** SOURCE DOCUMENT **
Tech companies’ strict confidentiality agreements have long vexed workers and 
regulators. During the #MeToo movement and national protests in response to the 
murder of George Floyd, workers warned that such legal agreements limited their 
ability to report sexual misconduct or racial discrimination. Regulators, 
meanwhile, have worried that the terms muzzle tech employees who could alert 
them to misconduct in the opaque tech sector, especially amid allegations that 
companies’ algorithms promote content that undermines elections, public health 
and children’s safety.

The rapid advance of artificial intelligence sharpened policymakers’ concerns 
about the power of the tech industry, prompting a flood of calls for 
regulation. In the United States, AI companies are largely operating in a legal 
vacuum, and policymakers say they cannot effectively create new AI policies 
without the help of whistleblowers, who can help explain the potential threats 
posed by the fast-moving technology.

“OpenAI’s policies and practices appear to cast a chilling effect on 
whistleblowers’ right to speak up and receive due compensation for their 
protected disclosures,” said Sen. Chuck Grassley (R-Iowa) in a statement to The 
Post. “In order for the federal government to stay one step ahead of artificial 
intelligence, OpenAI’s nondisclosure agreements must change.”

A copy of the letter, addressed to SEC chairman Gary Gensler, was sent to 
Congress. The Post obtained the whistleblower letter from Grassley’s office.

The official complaints referred to in the letter were submitted to the SEC in 
June. Stephen Kohn, a lawyer representing the OpenAI whistleblowers, said the 
SEC has responded to the complaint.

It could not be determined whether the SEC has launched an investigation. The 
agency did not respond to a request for comment.

The SEC must take “swift and aggressive” steps to address these illegal 
agreements, the letter says, as they might be relevant to the wider AI sector 
and could violate the October White House executive order that demands AI 
companies develop the technology safely.

“At the heart of any such enforcement effort is the recognition that insiders … 
must be free to report concerns to federal authorities,” the letter said. 
“Employees are in the best position to detect and warn against the types of 
dangers referenced in the Executive Order and are also in the best position to 
help ensure that AI benefits humanity, instead of having the opposite effect.”

** EXTRACTED DATA **
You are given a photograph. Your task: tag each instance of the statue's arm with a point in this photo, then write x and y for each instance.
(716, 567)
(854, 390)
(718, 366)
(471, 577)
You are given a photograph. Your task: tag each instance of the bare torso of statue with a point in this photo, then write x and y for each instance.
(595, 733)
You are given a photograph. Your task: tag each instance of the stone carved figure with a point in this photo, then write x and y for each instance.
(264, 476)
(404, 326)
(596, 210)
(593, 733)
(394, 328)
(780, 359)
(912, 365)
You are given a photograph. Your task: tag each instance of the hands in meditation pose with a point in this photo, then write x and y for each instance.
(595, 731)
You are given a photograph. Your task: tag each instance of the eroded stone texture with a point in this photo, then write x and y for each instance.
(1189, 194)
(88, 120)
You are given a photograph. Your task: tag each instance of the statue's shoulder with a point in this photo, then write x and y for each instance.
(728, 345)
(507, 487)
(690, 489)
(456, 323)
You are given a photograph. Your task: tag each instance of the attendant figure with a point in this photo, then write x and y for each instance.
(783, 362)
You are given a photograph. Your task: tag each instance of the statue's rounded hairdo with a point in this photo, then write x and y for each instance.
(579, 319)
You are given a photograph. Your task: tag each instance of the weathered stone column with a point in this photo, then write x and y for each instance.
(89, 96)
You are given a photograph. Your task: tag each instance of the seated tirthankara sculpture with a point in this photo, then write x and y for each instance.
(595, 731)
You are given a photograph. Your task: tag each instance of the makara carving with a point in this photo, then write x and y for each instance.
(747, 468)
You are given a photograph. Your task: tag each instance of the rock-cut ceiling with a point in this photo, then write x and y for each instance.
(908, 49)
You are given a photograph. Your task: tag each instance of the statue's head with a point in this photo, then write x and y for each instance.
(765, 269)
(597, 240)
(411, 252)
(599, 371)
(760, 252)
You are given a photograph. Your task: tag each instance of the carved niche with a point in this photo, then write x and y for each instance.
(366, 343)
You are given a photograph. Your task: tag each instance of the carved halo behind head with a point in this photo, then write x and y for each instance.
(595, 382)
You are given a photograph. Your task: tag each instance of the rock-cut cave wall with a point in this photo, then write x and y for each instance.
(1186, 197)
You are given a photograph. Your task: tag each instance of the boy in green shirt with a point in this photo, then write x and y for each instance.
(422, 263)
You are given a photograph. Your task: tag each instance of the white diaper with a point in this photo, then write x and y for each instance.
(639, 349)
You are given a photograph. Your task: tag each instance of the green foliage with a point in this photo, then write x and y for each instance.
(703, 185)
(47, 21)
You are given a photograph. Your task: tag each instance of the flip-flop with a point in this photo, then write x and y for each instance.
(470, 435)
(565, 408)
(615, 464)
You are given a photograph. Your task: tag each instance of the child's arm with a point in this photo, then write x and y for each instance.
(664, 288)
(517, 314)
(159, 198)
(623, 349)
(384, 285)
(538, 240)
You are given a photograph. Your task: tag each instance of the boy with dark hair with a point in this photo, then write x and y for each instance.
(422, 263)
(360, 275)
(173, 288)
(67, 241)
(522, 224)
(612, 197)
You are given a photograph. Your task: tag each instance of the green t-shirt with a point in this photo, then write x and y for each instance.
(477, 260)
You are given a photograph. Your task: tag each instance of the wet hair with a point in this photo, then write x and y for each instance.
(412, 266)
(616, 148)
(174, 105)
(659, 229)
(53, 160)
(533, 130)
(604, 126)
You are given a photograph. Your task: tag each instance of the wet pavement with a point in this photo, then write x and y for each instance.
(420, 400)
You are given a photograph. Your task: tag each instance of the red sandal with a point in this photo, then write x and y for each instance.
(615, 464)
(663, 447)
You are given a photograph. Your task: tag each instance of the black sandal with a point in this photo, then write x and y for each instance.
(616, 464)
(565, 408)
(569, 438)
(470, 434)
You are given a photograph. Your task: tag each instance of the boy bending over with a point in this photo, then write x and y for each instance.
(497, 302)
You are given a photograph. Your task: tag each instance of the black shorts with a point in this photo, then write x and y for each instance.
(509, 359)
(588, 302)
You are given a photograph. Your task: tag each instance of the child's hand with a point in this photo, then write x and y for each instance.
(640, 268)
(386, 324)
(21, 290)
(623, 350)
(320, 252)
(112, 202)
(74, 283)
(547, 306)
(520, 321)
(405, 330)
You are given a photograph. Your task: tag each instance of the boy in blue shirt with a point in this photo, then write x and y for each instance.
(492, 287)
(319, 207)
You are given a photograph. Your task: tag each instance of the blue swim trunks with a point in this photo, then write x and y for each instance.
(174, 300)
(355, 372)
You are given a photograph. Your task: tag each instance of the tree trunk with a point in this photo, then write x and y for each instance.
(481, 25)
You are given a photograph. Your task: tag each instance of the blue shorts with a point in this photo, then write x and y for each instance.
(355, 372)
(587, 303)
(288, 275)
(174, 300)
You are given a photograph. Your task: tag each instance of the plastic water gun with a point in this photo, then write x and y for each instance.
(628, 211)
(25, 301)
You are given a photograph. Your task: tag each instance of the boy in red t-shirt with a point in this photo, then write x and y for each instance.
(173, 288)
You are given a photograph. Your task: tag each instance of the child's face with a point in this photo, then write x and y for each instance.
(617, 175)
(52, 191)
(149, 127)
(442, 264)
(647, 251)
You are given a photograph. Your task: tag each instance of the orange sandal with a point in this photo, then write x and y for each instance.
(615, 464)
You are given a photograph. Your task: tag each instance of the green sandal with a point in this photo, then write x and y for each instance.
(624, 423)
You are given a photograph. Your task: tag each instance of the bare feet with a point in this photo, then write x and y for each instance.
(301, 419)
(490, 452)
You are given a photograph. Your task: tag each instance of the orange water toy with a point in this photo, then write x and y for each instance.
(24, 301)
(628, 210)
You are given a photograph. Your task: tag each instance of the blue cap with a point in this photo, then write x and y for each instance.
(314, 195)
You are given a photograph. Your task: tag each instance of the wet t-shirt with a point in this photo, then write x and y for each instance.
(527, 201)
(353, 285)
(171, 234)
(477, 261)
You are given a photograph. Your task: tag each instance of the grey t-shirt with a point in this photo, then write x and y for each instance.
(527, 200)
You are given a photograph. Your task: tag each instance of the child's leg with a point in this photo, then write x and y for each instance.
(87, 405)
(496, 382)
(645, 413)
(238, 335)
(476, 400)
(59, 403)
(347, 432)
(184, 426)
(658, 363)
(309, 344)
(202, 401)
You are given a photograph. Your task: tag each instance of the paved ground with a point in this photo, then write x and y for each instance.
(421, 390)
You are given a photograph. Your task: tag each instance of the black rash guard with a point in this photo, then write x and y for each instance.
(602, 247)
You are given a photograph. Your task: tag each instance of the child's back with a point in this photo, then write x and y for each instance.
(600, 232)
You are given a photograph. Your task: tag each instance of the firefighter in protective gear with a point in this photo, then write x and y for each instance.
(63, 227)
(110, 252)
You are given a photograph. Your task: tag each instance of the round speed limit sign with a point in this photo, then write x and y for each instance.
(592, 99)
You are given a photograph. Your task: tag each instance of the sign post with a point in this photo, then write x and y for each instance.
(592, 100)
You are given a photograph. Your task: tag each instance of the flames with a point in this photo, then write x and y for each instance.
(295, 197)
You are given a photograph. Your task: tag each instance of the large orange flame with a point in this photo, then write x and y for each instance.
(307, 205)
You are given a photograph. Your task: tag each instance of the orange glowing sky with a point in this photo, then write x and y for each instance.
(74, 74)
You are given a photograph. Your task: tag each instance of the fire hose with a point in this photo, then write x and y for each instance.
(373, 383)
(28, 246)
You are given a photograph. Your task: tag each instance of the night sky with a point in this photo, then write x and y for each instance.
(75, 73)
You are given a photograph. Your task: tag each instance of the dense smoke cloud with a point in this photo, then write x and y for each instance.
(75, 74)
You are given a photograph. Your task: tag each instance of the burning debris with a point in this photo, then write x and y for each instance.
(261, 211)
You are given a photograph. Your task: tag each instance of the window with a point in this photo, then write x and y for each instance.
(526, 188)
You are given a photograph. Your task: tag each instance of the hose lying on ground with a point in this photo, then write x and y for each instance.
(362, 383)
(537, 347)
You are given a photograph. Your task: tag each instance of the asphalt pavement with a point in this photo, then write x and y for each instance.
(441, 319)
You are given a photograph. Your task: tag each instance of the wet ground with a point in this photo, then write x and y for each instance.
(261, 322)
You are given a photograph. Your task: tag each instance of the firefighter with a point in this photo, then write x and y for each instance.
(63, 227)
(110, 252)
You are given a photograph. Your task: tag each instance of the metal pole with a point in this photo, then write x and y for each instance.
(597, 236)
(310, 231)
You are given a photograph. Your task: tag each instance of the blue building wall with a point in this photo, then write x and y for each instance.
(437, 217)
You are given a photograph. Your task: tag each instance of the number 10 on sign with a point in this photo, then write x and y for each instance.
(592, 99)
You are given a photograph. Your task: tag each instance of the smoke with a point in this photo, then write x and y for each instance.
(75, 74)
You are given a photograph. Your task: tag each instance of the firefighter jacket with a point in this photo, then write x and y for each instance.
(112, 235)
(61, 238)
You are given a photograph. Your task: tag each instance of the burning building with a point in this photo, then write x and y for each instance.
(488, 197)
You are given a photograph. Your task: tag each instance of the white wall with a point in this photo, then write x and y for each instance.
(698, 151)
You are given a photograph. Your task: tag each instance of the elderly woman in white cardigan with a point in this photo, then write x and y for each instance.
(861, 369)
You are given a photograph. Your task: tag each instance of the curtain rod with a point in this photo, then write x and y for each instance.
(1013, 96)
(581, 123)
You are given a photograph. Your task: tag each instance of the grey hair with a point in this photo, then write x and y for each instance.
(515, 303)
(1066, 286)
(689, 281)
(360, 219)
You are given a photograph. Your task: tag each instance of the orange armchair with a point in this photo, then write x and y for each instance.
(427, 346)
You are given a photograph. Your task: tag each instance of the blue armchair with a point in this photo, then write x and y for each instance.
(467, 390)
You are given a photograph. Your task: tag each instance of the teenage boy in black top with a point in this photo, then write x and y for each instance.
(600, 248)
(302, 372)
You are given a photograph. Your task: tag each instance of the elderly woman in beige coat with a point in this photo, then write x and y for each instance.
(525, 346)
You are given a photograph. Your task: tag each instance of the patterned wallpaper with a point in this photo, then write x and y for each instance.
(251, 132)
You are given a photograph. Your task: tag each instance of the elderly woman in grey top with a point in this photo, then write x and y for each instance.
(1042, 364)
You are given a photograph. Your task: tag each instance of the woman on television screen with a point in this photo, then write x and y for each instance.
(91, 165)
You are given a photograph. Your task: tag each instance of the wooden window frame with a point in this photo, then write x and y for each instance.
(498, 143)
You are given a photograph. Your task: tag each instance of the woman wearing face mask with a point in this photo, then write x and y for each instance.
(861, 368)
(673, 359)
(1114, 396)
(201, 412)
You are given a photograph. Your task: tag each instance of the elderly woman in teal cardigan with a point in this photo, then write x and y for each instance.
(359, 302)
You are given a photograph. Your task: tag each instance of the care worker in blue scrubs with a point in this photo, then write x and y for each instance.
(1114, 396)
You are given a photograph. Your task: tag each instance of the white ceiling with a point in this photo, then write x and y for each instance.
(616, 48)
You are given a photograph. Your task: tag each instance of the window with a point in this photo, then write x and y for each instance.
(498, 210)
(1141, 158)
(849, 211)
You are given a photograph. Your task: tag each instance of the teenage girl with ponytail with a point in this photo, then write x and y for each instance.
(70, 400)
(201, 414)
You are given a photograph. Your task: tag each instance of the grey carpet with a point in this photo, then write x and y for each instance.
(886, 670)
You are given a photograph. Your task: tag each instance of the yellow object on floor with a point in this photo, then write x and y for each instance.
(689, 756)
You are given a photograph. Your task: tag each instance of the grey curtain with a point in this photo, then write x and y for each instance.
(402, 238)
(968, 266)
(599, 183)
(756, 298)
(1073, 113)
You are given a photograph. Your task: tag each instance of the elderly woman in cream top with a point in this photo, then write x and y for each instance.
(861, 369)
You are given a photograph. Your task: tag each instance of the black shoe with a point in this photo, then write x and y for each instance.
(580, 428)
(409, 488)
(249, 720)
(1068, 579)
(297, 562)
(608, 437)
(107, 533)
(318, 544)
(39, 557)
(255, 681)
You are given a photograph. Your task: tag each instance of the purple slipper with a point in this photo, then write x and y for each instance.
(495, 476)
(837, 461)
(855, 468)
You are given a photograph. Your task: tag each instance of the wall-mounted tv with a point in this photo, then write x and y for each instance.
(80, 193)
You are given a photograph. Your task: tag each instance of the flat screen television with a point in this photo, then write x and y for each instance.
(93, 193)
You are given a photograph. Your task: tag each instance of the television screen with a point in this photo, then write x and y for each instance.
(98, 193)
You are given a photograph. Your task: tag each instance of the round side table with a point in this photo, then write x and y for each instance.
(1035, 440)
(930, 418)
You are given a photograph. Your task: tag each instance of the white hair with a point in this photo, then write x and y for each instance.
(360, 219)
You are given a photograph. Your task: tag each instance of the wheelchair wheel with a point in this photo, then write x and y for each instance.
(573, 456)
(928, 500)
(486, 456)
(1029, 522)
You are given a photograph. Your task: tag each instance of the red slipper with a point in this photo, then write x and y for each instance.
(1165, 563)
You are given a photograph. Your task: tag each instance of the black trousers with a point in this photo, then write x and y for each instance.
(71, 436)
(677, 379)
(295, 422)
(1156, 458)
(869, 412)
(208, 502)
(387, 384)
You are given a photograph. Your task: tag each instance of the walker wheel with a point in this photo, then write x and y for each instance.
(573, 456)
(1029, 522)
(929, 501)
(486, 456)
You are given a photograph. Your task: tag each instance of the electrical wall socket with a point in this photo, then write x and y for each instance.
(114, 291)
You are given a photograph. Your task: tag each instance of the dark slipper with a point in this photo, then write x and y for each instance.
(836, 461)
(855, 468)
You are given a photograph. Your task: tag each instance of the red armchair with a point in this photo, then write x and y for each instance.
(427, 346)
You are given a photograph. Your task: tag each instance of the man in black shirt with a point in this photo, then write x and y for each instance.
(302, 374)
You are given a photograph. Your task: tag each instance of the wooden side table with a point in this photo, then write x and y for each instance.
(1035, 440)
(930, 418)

** QUESTIONS **
a) For each statement, say whether it agrees with the article on tech confidentiality agreements. Answer yes or no, and quote the words of the article that decide it. (i) The complaints referred to in the letter were submitted to the SEC in June. (ii) The SEC confirmed that it had launched an investigation. (iii) The letter was addressed to Sen. Chuck Grassley.
b) According to the article on tech confidentiality agreements, whom does Stephen Kohn represent?
c) Reproduce verbatim the passage of the article on tech confidentiality agreements starting at "It could not" and ending at "the letter said.".

** PER-TASK ANSWERS **
a)
(i) Yes: "The official complaints referred to in the letter were submitted to the SEC in June."
(ii) No: "It could not be determined whether the SEC has launched an investigation."
(iii) No: "addressed to SEC chairman Gary Gensler"

b) The OpenAI whistleblowers.

c)
It could not be determined whether the SEC has launched an investigation. The 
agency did not respond to a request for comment.

The SEC must take “swift and aggressive” steps to address these illegal 
agreements, the letter says, as they might be relevant to the wider AI sector 
and could violate the October White House executive order that demands AI 
companies develop the technology safely.

“At the heart of any such enforcement effort is the recognition that insiders … 
must be free to report concerns to federal authorities,” the letter said.